Exercícios propostos -
A. No trecho sobre a falta de neve nas montanhas, qual agência mede a quantidade de água na neve das montanhas?
B. Extraia do trecho sobre a falta de neve nas montanhas, sem qualquer alteração, a passagem que começa em "A umidade que" e termina em "neve das montanhas.".

Trecho do documento -
Se há muita chuva – e no último inverno daqui houve acima da média – qual é o problema? Devido às altas temperaturas anormais (que devem se tornar normais conforme a região aquece), muito da água que caiu nas montanhas Olympic e em outros cumes do oeste no último inverno não veio em forma de neve, mas de chuva. Não se falou em temporada de esqui e, ao começar a primavera no hemisfério Norte, as montanhas nuas pareciam estranhas, como se as folhas das árvores estivessem caindo já em março.
A umidade que normalmente ficaria presa nas encostas congeladas das montanhas servindo como uma reserva natural de água doce, com a água fria do degelo a reabastecer os riachos e rios durante o longo e seco verão que acabou de começar por lá, escoou direto para o estuário de Puget e se foi. Em agosto e setembro, quando os fazendeiros e os salmões em reprodução mais precisarão daquela água, ela terá ficado no passado.
“Quando temos tão pouca neve acumulada como neste ano, não faz diferença a quantidade de chuva que cai: a previsão da primavera e do verão será de pouca água”, diz Scott Pattee, do Serviço de Conservação dos Recursos Naturais (NRCS, na sigla em inglês), uma agência do Departamento de Agricultura dos EUA que mede a quantidade de água na neve das montanhas.

Extratos de dados -
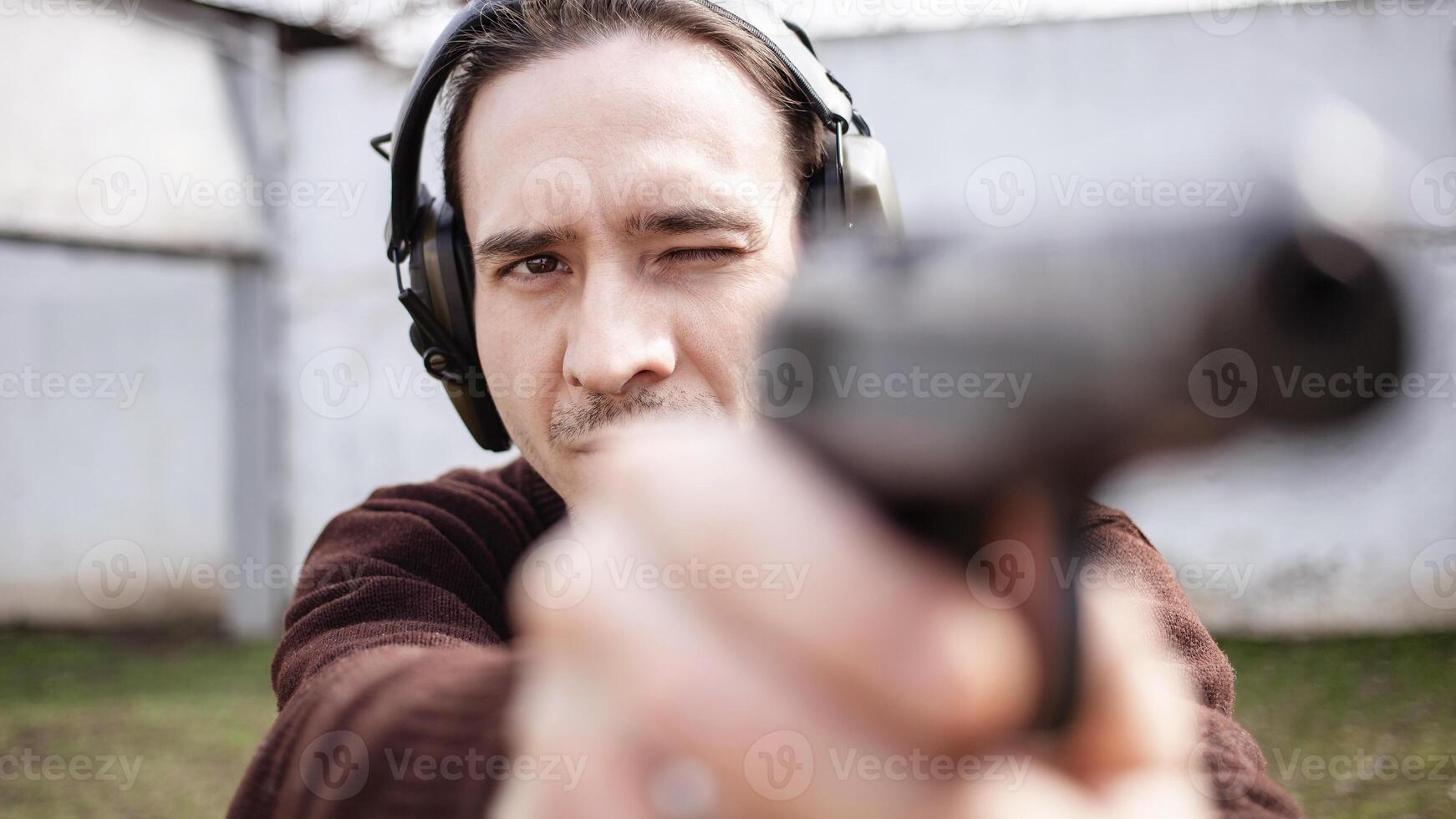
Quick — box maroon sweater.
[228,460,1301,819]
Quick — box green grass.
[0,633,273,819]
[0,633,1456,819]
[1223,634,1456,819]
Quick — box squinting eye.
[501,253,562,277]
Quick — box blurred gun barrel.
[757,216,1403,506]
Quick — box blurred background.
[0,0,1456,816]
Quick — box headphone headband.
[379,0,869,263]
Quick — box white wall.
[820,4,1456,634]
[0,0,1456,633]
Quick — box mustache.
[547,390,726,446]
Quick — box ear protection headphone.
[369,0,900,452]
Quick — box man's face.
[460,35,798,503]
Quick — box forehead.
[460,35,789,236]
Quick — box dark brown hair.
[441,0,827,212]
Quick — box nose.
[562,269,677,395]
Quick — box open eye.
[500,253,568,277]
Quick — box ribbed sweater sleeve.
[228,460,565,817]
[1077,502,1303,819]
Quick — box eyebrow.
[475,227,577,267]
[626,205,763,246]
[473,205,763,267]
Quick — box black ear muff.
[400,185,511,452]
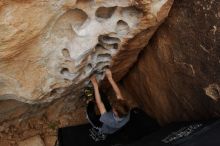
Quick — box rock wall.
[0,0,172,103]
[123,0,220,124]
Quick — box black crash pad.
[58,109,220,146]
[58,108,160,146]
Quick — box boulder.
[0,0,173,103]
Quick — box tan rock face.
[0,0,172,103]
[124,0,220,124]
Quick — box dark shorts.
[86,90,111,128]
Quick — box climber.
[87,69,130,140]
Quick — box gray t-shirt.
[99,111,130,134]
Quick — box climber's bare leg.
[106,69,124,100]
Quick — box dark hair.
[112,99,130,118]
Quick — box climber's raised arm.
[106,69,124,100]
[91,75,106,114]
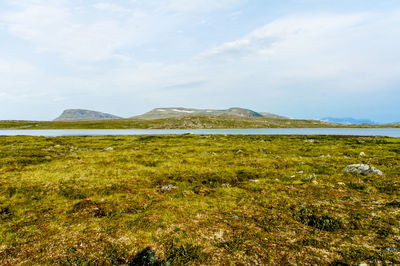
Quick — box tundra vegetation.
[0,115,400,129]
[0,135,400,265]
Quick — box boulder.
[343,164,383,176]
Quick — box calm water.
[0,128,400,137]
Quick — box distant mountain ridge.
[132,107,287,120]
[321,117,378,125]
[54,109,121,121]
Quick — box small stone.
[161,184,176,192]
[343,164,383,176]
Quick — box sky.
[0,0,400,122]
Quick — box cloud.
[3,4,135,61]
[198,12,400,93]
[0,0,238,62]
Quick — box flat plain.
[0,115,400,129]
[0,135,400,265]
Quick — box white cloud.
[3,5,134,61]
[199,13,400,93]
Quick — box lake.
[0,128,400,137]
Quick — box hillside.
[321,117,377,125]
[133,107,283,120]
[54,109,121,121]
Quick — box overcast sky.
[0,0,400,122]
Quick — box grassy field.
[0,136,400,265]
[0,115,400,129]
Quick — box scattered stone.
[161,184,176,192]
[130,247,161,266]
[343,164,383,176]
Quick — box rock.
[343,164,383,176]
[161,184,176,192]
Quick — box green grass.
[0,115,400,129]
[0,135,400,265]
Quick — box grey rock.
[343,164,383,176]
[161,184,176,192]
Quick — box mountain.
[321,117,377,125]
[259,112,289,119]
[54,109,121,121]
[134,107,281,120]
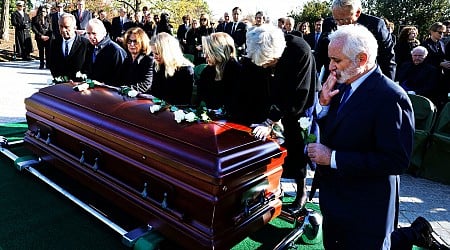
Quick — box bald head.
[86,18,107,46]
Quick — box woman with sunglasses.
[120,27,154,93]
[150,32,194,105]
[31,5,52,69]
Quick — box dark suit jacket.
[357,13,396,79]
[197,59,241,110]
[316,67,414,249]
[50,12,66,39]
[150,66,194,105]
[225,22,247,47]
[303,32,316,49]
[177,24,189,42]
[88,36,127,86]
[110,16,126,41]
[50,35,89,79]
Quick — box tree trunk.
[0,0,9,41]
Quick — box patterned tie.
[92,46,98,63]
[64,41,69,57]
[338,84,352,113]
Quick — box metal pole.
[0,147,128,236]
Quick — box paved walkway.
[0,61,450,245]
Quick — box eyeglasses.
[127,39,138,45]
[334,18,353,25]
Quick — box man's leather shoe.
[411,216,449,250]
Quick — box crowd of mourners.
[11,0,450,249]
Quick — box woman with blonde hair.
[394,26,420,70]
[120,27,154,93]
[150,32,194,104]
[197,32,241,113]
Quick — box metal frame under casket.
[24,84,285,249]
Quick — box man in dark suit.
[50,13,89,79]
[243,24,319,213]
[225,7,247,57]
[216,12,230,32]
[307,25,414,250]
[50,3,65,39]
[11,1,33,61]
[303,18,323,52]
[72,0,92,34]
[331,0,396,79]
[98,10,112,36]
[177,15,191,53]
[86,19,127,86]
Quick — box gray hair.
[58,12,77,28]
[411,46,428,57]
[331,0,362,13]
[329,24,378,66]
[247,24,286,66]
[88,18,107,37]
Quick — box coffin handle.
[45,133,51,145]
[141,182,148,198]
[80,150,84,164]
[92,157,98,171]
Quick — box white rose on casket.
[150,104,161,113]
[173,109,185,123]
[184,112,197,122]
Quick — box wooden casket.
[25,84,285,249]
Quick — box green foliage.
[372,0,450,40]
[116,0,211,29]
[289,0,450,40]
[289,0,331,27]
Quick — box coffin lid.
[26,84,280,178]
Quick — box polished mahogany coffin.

Respostas dos exercícios -
A. O Serviço de Conservação dos Recursos Naturais (NRCS), uma agência do Departamento de Agricultura dos EUA.

B.
A umidade que normalmente ficaria presa nas encostas congeladas das montanhas servindo como uma reserva natural de água doce, com a água fria do degelo a reabastecer os riachos e rios durante o longo e seco verão que acabou de começar por lá, escoou direto para o estuário de Puget e se foi. Em agosto e setembro, quando os fazendeiros e os salmões em reprodução mais precisarão daquela água, ela terá ficado no passado.
“Quando temos tão pouca neve acumulada como neste ano, não faz diferença a quantidade de chuva que cai: a previsão da primavera e do verão será de pouca água”, diz Scott Pattee, do Serviço de Conservação dos Recursos Naturais (NRCS, na sigla em inglês), uma agência do Departamento de Agricultura dos EUA que mede a quantidade de água na neve das montanhas.